WHAT YOU HAVE TO DO ▸
Count how many lines in the entries below contain the word "Each", with capital and lowercase letters treated as different. Give only the number.

STORED ROWS ▸
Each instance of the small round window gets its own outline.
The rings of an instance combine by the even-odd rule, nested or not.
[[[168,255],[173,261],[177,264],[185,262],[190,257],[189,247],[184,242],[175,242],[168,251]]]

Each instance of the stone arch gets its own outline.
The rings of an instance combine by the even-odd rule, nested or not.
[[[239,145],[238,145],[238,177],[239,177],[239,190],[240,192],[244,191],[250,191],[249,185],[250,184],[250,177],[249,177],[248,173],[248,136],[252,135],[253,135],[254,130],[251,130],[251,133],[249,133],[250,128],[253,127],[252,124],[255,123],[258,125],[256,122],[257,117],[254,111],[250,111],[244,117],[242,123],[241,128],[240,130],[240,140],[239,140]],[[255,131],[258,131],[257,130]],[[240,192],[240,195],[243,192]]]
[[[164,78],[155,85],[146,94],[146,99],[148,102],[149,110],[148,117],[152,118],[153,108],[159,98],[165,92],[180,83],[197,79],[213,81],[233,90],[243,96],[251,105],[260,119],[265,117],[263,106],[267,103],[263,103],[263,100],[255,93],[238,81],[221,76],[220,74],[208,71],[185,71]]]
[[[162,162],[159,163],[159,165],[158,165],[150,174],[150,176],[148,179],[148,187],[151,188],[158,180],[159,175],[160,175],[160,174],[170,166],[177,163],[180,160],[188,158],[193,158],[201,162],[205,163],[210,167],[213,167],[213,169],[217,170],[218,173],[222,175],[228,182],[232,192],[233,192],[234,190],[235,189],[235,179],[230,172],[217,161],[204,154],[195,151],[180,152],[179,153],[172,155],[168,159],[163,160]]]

RESULT OF THIS EXERCISE ▸
2